What to produce: Rescale the entries from the line containing "Definition of the keypoint: for every instance of the dark" through the end of the entries, both ends included. Write out every line in that span again with the wording unchanged, multiplying each pixel coordinate by 2.05 and rounding to the nearest whole number, with halves rounded up.

Listing:
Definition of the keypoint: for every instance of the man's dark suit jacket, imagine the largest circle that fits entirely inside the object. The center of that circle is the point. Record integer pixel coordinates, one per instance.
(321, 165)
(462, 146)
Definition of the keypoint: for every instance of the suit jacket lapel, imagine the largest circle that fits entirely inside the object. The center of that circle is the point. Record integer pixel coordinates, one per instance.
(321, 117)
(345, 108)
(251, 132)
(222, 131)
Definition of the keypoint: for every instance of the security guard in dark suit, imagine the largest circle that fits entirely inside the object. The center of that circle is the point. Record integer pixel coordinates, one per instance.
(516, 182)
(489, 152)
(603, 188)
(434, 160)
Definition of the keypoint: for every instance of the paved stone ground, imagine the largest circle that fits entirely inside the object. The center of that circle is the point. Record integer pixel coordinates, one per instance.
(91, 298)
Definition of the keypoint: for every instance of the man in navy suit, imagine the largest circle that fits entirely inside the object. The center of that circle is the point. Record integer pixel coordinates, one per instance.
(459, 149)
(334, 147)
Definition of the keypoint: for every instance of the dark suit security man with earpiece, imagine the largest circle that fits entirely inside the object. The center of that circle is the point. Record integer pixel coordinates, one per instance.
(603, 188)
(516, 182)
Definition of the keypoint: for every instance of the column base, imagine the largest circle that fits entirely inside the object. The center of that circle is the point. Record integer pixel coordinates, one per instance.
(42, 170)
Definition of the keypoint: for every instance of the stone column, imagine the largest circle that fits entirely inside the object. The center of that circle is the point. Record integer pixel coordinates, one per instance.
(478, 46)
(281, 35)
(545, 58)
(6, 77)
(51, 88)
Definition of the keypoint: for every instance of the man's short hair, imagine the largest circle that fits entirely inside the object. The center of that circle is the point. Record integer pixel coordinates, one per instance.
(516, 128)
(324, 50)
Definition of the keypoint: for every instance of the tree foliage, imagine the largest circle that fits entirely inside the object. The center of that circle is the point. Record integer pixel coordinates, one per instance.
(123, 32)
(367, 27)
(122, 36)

Task result:
Definition of the keypoint: for every instance of the dark suit security man with earpiece, imagine the largest circle that fits entirely inside the object. The center of that circle is the point. Record integer pixel coordinates, one per instance.
(1236, 385)
(1058, 373)
Definition of the keypoint: for every instance of the column base, imagine the largest circle that fits entirely inside the object. The center of that circle is the point. Record integer pixel coordinates, one per instance.
(86, 349)
Definition of the keypoint: for every instance of the stone column, imagine the largest circle that fits entirely inside the object. The center of that circle is the point. Record integer pixel coordinates, one per instance.
(980, 94)
(576, 72)
(1117, 119)
(12, 158)
(105, 180)
Definition of the keypoint: for every instance of the man's short hair, imagine the largest circle that fits entirely inside the object. The center of that circle is the point. Record integer pixel coordinates, one per instance.
(1058, 262)
(664, 103)
Definition of the keypoint: for every instance of the tree foliage, imagine the largest circle that fits entirely inside the object. The center of that circle is the point. Record integer pixel coordinates, one per instance.
(252, 66)
(752, 55)
(250, 74)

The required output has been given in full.